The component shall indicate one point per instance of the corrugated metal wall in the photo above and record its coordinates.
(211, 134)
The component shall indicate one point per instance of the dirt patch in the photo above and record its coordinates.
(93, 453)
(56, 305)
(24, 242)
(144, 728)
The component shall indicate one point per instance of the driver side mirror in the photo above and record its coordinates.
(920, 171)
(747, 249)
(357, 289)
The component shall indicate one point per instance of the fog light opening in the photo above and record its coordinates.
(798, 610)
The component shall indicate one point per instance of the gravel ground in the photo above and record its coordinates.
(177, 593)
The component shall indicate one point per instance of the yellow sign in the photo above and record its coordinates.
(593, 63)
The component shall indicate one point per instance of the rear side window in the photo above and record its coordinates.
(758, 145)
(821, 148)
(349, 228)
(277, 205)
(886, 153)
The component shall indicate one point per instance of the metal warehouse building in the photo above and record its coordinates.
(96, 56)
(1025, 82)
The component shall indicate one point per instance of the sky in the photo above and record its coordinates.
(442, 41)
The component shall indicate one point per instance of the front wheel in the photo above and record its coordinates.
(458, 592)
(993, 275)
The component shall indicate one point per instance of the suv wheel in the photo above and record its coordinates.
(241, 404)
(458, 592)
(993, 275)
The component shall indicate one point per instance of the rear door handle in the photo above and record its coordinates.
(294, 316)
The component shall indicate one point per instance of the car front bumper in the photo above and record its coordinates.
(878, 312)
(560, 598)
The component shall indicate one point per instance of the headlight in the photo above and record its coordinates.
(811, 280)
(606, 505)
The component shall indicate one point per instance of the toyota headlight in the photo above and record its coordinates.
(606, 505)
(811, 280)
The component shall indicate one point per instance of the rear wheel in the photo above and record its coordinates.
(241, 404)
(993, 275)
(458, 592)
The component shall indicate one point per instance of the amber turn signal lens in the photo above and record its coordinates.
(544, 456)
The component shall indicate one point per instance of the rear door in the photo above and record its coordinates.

□ □ □ □ □

__EXERCISE PROMPT__.
Please retype the records exactly, from the line containing "The component shall indicate one point per instance of the front" through the end of the records.

__RESPONSE FOR THIS EXERCISE__.
The component shall indicate one point per instance of the front wheel in the photo above and record its coordinates.
(458, 592)
(993, 275)
The component shall indicate one point per instance of the suv wheel in the photo above and record its coordinates.
(241, 404)
(458, 592)
(993, 275)
The component shall indicate one point per instance of the rear door handle in the photo above and record its coordinates.
(294, 316)
The component shall indicate one point per instance of the car front bumper in the photo above and record its coordinates.
(878, 312)
(560, 598)
The component shall indicate one point per instance of the headlight in the photo above and record its coordinates.
(811, 280)
(606, 505)
The component shall indicate one point per instance of the toyota headlight in the photo above and record its coordinates.
(606, 505)
(811, 280)
The component shall indicate one point per instance of the rear wheel in the photo above and record its coordinates.
(241, 404)
(993, 275)
(458, 592)
The component shall indicate one point per instance of the amber turn signal lens in the photo above and record its coordinates.
(544, 456)
The component shall indicate one point per instance of the rear door in the photo above and record its coordinates.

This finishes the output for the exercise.